**Exercise instructions:**
Would you reproduce exactly the lines below from the one holding "compact form (694,61)." through the one holding "compact form (393,204).", inclusive, and no others?

**Raw data:**
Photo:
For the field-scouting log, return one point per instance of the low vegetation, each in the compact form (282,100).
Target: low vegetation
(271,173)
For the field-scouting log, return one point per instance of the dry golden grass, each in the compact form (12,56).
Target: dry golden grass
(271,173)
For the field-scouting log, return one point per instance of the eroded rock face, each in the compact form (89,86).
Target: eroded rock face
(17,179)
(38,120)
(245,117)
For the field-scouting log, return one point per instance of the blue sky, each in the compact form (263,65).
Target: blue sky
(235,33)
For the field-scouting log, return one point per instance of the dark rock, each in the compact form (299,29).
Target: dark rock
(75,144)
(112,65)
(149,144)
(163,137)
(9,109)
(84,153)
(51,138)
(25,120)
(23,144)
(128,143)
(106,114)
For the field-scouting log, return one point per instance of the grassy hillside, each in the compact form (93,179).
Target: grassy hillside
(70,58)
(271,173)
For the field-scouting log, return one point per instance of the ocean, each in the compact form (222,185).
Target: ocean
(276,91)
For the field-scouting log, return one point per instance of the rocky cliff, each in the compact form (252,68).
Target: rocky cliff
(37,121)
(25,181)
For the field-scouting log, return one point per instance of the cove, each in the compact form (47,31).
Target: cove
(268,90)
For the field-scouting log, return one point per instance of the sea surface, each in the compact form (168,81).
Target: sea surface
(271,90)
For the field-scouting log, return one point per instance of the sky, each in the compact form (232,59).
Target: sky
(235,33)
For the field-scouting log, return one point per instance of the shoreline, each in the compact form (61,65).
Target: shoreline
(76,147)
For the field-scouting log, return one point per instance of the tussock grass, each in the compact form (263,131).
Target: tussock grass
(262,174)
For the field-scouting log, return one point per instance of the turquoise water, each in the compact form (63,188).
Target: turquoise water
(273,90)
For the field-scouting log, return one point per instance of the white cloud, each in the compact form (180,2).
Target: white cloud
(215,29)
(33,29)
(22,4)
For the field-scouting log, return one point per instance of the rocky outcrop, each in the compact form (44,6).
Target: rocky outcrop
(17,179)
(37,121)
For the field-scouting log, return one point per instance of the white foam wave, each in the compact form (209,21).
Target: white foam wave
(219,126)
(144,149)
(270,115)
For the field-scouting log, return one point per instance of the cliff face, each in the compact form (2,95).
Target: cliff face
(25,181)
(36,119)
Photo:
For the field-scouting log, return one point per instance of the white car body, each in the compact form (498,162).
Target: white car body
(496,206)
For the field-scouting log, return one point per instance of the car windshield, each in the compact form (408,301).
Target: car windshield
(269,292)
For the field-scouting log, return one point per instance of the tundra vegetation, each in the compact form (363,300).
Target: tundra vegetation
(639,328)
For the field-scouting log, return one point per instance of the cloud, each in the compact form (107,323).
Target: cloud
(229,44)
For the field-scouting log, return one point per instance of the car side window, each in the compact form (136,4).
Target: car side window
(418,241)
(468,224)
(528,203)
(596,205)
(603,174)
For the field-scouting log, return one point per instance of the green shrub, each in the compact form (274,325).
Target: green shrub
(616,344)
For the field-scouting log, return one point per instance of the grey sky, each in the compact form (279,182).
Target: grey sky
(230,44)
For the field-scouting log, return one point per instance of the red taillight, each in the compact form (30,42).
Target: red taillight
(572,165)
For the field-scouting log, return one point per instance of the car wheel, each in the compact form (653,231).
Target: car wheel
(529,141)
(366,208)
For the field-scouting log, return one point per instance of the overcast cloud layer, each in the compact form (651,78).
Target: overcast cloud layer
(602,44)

==

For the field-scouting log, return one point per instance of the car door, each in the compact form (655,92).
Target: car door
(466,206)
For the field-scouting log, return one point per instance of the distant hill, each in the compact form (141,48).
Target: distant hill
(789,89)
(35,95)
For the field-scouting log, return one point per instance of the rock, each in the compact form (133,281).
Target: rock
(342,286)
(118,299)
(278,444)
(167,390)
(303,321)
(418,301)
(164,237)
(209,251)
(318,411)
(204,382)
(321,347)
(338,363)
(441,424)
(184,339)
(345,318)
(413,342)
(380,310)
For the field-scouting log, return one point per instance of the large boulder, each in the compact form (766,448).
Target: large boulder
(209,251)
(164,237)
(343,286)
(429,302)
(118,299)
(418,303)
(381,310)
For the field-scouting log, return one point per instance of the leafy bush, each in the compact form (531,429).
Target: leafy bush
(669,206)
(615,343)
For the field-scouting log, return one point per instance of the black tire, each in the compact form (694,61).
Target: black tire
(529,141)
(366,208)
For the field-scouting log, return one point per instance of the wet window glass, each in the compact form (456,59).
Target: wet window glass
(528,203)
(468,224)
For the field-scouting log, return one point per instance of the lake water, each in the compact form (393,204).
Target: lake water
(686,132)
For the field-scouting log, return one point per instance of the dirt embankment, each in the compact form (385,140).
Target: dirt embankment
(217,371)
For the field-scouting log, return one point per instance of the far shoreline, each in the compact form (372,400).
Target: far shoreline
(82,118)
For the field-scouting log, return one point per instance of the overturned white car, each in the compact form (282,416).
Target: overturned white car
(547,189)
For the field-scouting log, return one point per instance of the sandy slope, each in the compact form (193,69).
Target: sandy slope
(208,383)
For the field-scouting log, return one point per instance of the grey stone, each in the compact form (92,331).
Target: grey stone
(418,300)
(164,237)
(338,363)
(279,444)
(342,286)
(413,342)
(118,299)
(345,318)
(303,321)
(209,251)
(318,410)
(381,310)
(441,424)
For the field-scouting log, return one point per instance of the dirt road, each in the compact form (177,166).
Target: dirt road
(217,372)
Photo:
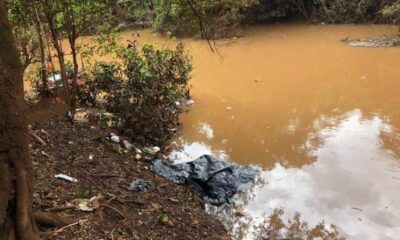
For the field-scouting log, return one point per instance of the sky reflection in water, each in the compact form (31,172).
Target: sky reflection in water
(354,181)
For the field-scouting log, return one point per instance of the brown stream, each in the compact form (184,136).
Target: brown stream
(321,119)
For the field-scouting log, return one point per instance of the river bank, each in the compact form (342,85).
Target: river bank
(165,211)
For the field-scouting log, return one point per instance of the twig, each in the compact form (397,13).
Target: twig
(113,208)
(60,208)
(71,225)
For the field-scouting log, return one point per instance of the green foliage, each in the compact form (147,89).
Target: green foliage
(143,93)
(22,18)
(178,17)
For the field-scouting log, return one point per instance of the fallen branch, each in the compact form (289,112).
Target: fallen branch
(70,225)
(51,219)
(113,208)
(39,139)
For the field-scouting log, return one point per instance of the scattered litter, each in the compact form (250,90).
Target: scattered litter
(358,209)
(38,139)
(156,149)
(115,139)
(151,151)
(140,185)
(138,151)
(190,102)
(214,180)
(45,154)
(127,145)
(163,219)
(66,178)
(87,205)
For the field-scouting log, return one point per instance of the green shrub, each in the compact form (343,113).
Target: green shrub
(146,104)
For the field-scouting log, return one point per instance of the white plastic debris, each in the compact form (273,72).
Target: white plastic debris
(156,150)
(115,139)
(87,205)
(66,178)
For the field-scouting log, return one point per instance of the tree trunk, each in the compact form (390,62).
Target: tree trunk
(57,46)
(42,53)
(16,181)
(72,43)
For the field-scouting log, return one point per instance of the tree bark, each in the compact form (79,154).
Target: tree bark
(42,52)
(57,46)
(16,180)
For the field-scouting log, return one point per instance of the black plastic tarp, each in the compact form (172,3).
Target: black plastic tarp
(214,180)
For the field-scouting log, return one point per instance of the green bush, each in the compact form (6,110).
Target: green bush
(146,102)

**Answer for the task:**
For the field-scouting log, return one point per instance of the black tire, each in the compact form (694,61).
Target: black tire
(529,141)
(366,208)
For the field-scouting log, return one point per instance of the wet window glass, each in the compact form (456,59).
Target: wet window glass
(528,203)
(468,224)
For the field-scouting log, return one point per instance of the lake water, each in the compact form (393,204).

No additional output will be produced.